> _What you will do_
Count the lines in the listing below that contain the string "horse". Report only the number.

> _Records to use_
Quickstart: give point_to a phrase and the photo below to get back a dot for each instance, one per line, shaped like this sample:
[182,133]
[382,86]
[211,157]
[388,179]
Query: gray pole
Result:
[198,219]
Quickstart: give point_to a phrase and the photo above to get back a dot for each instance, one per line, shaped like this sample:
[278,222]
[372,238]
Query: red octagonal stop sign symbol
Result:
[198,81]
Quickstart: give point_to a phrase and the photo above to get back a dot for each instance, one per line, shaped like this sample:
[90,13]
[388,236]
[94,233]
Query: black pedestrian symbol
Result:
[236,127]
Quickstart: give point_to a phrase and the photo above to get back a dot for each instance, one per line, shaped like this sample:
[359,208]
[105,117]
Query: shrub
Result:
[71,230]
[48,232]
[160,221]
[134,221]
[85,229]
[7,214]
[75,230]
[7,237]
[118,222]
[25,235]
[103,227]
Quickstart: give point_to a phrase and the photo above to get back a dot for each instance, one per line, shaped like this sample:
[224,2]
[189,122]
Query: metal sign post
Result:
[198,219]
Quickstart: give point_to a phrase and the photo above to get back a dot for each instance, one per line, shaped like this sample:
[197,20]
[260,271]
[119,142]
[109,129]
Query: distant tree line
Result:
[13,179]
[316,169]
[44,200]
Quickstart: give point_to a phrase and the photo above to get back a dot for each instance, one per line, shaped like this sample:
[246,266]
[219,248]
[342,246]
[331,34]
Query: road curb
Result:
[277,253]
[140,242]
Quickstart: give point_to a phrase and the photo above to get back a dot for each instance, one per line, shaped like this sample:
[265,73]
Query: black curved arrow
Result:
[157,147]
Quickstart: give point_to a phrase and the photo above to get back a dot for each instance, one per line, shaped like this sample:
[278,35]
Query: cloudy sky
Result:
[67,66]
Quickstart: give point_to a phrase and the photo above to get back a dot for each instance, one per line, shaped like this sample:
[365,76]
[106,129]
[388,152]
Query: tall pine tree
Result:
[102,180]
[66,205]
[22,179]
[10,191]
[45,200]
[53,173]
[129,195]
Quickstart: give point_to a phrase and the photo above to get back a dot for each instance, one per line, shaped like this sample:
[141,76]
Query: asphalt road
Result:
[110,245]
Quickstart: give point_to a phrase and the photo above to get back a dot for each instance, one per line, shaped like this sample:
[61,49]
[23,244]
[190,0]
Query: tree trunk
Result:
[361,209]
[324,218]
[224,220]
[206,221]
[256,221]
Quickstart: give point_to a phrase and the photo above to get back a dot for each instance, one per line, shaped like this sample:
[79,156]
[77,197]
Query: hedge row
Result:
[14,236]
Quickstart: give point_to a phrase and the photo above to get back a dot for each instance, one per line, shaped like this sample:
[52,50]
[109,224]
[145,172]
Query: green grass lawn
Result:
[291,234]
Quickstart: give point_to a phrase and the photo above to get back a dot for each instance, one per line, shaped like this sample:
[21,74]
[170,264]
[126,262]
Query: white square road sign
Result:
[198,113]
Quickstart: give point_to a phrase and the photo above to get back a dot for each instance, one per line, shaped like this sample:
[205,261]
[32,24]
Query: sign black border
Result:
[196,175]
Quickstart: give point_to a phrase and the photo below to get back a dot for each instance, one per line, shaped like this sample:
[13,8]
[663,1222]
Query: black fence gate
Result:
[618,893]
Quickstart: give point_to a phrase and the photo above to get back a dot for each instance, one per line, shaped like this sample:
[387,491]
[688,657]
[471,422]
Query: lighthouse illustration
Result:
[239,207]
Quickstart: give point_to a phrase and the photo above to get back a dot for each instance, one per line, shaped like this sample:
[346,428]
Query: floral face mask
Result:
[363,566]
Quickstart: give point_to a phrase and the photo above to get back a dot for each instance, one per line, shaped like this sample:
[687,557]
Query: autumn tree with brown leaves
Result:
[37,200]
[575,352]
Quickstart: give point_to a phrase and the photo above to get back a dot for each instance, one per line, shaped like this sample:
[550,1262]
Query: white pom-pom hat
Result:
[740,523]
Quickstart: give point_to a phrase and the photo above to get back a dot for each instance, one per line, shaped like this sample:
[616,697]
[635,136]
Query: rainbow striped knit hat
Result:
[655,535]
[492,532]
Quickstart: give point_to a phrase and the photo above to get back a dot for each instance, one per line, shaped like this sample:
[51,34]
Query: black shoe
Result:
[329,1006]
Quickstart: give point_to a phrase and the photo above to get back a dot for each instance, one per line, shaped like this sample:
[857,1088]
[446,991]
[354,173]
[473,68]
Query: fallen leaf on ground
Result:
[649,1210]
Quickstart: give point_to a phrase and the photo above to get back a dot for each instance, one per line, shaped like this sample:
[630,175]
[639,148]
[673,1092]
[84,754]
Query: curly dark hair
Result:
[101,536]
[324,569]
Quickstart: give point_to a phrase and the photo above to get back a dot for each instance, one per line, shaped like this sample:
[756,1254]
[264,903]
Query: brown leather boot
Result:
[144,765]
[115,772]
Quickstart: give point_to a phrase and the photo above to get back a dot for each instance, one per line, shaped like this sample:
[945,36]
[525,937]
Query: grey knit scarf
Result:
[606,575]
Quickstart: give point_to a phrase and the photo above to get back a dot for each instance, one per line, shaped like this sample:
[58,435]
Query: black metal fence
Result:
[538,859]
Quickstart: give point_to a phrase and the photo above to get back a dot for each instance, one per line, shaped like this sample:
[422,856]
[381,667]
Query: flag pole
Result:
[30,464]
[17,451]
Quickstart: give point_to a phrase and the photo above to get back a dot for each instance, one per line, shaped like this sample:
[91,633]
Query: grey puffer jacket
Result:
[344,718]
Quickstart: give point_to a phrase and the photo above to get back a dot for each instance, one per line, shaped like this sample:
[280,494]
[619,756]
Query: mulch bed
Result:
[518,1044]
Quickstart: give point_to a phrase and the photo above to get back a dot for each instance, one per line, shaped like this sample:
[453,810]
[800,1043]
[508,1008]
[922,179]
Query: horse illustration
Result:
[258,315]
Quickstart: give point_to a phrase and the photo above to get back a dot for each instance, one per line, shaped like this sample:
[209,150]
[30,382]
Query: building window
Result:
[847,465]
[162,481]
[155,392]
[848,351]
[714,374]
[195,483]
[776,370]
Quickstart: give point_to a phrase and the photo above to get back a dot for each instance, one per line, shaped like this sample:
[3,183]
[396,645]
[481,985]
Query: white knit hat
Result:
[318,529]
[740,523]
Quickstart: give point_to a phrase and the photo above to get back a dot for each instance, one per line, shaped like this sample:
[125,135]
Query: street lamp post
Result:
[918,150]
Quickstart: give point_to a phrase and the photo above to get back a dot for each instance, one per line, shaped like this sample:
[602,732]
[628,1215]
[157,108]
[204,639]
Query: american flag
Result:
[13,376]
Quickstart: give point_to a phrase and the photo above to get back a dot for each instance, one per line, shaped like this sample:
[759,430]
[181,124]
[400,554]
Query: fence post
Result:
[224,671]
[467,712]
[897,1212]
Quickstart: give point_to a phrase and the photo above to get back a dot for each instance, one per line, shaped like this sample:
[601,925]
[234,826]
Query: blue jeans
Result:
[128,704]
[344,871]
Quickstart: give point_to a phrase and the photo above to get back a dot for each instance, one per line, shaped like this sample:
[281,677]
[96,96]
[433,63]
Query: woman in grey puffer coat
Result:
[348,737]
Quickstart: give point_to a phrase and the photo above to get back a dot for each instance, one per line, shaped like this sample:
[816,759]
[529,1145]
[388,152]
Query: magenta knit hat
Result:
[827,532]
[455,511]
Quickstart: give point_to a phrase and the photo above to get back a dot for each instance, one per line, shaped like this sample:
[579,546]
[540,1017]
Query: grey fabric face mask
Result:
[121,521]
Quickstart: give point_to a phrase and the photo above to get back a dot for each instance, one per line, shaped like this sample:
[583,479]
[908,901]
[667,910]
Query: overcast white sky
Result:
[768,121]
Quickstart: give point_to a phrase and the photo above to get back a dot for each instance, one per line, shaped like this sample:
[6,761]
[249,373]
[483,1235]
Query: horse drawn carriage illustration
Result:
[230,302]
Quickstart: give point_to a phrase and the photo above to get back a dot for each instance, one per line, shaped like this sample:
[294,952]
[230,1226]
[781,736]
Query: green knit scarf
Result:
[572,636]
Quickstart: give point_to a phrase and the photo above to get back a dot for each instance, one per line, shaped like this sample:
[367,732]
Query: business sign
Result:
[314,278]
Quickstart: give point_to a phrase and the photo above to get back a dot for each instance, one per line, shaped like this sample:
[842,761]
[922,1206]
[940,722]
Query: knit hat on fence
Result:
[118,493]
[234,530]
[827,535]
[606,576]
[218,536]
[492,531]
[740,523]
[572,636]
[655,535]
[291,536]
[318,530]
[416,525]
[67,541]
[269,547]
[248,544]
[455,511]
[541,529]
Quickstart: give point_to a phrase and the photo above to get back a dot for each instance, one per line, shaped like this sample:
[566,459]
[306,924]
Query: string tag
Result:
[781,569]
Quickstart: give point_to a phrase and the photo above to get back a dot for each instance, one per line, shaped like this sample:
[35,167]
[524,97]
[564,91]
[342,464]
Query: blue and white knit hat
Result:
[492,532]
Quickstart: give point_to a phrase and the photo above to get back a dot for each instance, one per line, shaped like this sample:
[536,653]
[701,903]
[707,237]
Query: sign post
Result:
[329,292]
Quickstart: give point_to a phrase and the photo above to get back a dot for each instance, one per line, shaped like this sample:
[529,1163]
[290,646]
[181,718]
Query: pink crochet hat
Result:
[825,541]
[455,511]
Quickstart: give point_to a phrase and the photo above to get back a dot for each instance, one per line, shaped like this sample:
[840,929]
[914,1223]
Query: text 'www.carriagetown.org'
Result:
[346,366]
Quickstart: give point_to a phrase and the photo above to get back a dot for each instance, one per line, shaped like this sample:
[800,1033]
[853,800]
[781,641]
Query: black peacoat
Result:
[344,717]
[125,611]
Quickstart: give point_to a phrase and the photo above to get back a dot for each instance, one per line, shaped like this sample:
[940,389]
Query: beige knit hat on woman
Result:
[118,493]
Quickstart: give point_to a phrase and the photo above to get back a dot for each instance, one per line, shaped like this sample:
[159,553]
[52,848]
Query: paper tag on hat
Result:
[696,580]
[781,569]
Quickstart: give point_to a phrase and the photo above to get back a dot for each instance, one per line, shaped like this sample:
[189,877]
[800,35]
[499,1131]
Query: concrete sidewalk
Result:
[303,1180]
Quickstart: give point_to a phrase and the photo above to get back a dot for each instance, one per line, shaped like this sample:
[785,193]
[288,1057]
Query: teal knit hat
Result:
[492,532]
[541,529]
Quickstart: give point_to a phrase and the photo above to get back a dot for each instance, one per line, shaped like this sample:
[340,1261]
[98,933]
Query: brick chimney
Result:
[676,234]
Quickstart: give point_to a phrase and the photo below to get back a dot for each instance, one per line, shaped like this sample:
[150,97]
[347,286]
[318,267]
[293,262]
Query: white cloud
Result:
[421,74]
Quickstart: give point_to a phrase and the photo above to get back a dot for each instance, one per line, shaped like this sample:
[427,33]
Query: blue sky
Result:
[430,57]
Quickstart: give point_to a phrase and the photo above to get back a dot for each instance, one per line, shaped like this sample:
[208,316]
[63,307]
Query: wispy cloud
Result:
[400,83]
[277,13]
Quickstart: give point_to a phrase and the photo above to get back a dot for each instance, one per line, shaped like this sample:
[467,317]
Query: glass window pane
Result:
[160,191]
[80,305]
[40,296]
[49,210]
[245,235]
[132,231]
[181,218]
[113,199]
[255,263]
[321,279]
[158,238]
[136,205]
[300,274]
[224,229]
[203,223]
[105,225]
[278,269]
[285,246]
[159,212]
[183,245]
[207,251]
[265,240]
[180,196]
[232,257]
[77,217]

> _Result for this task_
2